◆ What the exercise asks:
Put everything from the line containing "the small flag." down to the end of the data below into a Markdown table with the columns Row and Line, numbering each line and leaving out blank lines.

════════

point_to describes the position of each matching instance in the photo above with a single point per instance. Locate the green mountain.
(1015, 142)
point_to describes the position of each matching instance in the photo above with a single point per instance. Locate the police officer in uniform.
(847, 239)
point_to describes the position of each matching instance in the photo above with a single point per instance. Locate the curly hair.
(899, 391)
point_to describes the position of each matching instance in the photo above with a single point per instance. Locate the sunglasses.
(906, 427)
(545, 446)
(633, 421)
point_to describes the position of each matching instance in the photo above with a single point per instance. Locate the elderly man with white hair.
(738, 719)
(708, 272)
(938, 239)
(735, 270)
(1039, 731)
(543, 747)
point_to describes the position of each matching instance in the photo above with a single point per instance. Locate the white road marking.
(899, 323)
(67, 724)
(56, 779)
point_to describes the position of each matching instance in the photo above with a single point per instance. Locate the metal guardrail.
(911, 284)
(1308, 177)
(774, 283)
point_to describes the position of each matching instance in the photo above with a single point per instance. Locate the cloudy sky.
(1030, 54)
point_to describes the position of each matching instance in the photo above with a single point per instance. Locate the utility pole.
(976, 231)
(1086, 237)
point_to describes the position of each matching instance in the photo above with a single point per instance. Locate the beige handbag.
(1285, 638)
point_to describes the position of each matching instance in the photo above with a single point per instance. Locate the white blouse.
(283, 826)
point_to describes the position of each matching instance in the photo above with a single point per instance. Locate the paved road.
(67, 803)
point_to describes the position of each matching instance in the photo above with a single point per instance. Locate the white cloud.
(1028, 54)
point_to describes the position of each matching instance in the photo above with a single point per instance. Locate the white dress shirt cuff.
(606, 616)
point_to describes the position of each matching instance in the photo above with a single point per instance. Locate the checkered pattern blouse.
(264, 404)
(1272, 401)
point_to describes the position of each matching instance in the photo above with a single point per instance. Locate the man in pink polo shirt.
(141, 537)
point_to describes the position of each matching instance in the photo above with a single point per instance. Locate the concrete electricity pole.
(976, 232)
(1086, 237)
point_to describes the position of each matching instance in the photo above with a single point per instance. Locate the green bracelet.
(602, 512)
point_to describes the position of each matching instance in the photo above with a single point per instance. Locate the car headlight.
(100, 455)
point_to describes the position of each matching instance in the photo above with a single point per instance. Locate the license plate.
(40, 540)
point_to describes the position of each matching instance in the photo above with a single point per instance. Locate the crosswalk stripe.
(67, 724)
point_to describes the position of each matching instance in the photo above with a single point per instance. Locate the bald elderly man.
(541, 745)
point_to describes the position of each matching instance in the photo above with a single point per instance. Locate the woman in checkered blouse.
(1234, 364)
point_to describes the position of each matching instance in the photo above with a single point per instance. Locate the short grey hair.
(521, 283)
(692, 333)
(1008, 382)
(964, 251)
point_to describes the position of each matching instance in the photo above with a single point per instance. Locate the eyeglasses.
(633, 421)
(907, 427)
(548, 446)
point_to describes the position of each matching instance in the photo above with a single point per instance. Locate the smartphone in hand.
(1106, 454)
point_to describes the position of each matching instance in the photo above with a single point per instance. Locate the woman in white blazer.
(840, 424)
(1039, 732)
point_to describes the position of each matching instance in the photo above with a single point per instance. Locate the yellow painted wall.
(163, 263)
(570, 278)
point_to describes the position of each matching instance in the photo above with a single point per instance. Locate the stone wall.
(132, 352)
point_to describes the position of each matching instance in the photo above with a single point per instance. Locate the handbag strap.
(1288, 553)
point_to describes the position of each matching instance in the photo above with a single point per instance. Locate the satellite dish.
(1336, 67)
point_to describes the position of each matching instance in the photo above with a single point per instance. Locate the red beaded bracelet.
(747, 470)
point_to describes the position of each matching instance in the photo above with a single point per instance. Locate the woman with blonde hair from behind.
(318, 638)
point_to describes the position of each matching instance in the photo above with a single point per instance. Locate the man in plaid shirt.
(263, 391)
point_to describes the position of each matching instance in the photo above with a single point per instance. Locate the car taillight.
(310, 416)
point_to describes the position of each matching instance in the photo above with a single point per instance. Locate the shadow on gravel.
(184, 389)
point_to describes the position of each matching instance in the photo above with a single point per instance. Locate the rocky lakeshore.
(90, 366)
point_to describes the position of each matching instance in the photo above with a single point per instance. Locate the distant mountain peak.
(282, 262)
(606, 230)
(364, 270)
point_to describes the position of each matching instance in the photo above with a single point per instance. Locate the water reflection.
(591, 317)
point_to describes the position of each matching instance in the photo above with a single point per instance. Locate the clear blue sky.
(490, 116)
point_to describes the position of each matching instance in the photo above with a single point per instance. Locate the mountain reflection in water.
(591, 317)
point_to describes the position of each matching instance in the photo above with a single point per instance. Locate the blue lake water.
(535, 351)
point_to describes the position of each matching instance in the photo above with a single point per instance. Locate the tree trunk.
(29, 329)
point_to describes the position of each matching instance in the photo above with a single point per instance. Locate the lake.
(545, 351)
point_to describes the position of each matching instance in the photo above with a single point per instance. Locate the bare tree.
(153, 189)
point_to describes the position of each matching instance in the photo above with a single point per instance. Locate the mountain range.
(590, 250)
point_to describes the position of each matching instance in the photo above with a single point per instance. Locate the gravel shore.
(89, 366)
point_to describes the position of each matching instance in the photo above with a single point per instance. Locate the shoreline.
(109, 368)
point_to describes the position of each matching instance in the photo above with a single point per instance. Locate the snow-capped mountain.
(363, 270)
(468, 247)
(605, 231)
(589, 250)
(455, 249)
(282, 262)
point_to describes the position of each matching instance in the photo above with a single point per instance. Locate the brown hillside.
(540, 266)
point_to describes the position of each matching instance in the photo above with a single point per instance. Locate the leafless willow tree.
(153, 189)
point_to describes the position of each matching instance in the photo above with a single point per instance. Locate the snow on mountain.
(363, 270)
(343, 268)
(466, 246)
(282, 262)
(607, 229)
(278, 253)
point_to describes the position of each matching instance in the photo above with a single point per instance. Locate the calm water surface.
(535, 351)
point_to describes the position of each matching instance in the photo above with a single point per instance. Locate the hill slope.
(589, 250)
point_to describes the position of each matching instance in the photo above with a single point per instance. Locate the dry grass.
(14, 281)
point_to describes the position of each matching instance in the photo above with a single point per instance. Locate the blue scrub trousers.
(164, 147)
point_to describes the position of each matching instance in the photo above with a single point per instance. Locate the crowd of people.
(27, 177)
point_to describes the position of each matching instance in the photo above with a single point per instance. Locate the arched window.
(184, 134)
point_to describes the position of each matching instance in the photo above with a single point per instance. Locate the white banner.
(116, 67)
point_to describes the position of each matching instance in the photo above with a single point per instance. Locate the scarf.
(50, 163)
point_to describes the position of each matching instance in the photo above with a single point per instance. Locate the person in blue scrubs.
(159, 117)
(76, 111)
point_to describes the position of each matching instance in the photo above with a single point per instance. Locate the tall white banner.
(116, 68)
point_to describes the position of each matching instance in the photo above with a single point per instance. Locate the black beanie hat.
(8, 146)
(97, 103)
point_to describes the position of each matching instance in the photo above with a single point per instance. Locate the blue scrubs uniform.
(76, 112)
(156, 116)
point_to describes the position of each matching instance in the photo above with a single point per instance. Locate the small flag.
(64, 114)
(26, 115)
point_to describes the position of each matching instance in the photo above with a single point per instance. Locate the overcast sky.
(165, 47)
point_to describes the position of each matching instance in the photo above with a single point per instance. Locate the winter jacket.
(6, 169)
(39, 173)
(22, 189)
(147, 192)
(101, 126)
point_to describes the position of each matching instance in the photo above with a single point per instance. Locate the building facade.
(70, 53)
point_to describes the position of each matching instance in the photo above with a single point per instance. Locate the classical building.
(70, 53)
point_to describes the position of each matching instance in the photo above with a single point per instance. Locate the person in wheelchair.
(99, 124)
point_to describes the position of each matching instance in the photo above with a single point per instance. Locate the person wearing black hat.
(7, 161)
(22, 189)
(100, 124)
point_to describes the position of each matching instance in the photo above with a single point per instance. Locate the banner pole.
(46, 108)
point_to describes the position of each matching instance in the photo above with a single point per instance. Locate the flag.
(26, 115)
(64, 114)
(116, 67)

════════

◆ Solution below:
| Row | Line |
|---|---|
| 1 | point_to describes the position of each matching instance in the photo above with a single point per instance. Locate the small flag. |
| 2 | (64, 114) |
| 3 | (26, 115) |
| 4 | point_to describes the position of each matching instance in the photo above with a single point per instance. Locate the overcast sky. |
| 5 | (165, 47) |
| 6 | point_to describes the position of each matching instance in the photo above with a single point per instance. Locate the winter jacket. |
| 7 | (6, 169) |
| 8 | (39, 173) |
| 9 | (22, 189) |
| 10 | (147, 192) |
| 11 | (101, 126) |
| 12 | point_to describes the position of each matching instance in the photo above with a single point per instance. Locate the building facade. |
| 13 | (70, 53) |
| 14 | point_to describes the position of each matching instance in the photo above with a single point per instance. Locate the classical building. |
| 15 | (70, 53) |
| 16 | point_to describes the position of each matching instance in the photo above with a single point per instance. Locate the person in wheelchair. |
| 17 | (99, 124) |
| 18 | point_to describes the position of each matching instance in the photo above with a single point per instance. Locate the person wearing black hat. |
| 19 | (7, 161) |
| 20 | (22, 189) |
| 21 | (100, 124) |
| 22 | point_to describes the position of each matching instance in the photo above with a single point per instance. Locate the banner pole. |
| 23 | (46, 108) |
| 24 | point_to describes the position of each matching instance in the photo above with a single point per instance. Locate the flag. |
| 25 | (26, 115) |
| 26 | (64, 114) |
| 27 | (116, 67) |